[Excerpt provided]:
A mega-landlord in New York City bought a series of small, rent-controlled apartment buildings in gentrifying Brooklyn neighborhoods then systematically forced tenants out of them so they could jack up the rents, according to a settlement with New York State’s Attorney General.
The finding comes on the heels of a Congressional report that found four different huge corporate landlords spent the pandemic making lives miserable for their tenants and evicting them at high rates. In Brooklyn, a company called Ink Property Group “bought dozens of rent-stabilized buildings in low-income communities of color with the intention of illegally deregulating affordable housing for profit,” the Attorney General’s office noted. “Through a variety of illegal activities, Ink forced out rent-stabilized tenants so their units could be offered at market rate.”
The landlords just reached a settlement with the NYC attorney general where it would pay $1.75 million to maintain sustainable housing in the city and $400,000 to the tenants it had screwed over, which is notable because any apartment building in the Brooklyn neighborhoods Ink Property Group bought in would cost several times the amount of the fine. “As New Yorkers faced soaring rents and struggled to find affordable housing, Ink tried to get rich quick by preying on vulnerable tenants and their families,” Attorney General Letitia James said in a press release. “Lying and cutting corners to evade rent stabilization is one of the oldest tricks of the trade, but Ink’s years of exploiting our hardworking neighbors without consequences end here.”
The Ink scheme was simple. It would buy up apartment buildings with rent controlled apartments, try to buy out the majority of tenants from their leases, and then harass tenants until they moved. After Ink bought a building it would start to offer tenants buyouts. If the tenant refused, they wouldn’t let up. They even paid a commission of between $2,500 to $5,000 to employees who secured tenant buyouts, according to the settlement.
A few people in every building would break, taking a buyout and moving on. Then Ink would move in, renovate the apartments and rent them out at market rate (Broadly speaking, rent stabilization laws in New York City make it possible for landlords to jack up the rent if they can make the apartment vacant, then renovate it. Finding a rent-stabilized apartment in New York City is a little bit like hitting the lottery, and people who live in them often like to hold onto them.)
To deal with people who wouldn’t move out, the landlords would let the buildings devolve into a state of disrepair, according to court records. In 2019, residents told the Brooklyn Eagle that they’d found mold and rats in some of the empty apartments owned by Ink.
“The number of Housing Maintenance Code violations across the Ink Property Group portfolio was and is exceedingly high,” court documents said. Ink averaged 26 violations per building during the time the AG investigated them. This included 115 Class C violations, “or immediately hazardous violations for conditions such as defective window guards, lead-based paint, and locked cellar doors, blocking access to buildings’ heating systems.”
In one example, the landlords bought a six-unit building in Brooklyn that was fully rent-stabilized. “The legal regulated rents for those apartments ranged from $911.75 to $1,099 per month,” according to court documents. The landlords bought out 5 of the 6 tenets, renovated the apartments, then brought in new tenants and charged them $2,200. “All of the leases were unregulated leases, which did not inform tenants of their rights under Rent Stabilization.”
According to the AG, the landlords were so concerned with renovating vacant units to bring in new high paying tenants that they often failed to do basic maintenance and repairs for their existing tenants. “Many of the buildings in the Ink Property Group portfolio have had their boilers fail, leaving tenants without heat in winter months,” court documents said.
The AG painted a picture of landlords who demolished buildings with reckless abandon and little care for the people who lived in the buildings. The city had told Ink to stop work on several of its buildings where it did plumbing and electrical work without getting the right permits. “This was preceded by the demolition of bathrooms in two occupied apartments in the building, temporarily displacing the tenants who lived there,” court documents said. “The New York City Department of Housing Preservation and Development completed the repairs necessary to allow the return of displaced tenants.”

[Data excerpt]:
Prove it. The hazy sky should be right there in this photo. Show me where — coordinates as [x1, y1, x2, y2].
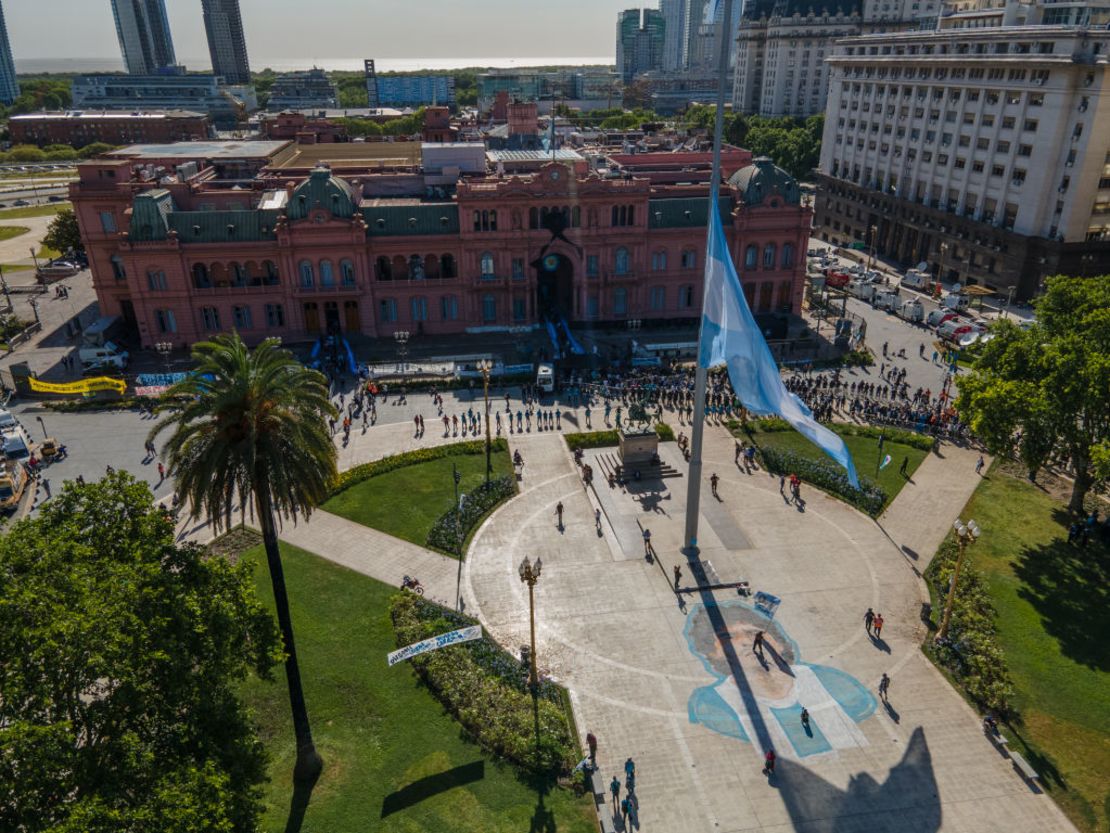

[Activity]: Revise everything from "A mega-landlord in" down to "State’s Attorney General." in the article on the Brooklyn landlord settlement, putting "large landlord" in place of "mega-landlord".

[Task solution]:
A large landlord in New York City bought a series of small, rent-controlled apartment buildings in gentrifying Brooklyn neighborhoods then systematically forced tenants out of them so they could jack up the rents, according to a settlement with New York State’s Attorney General.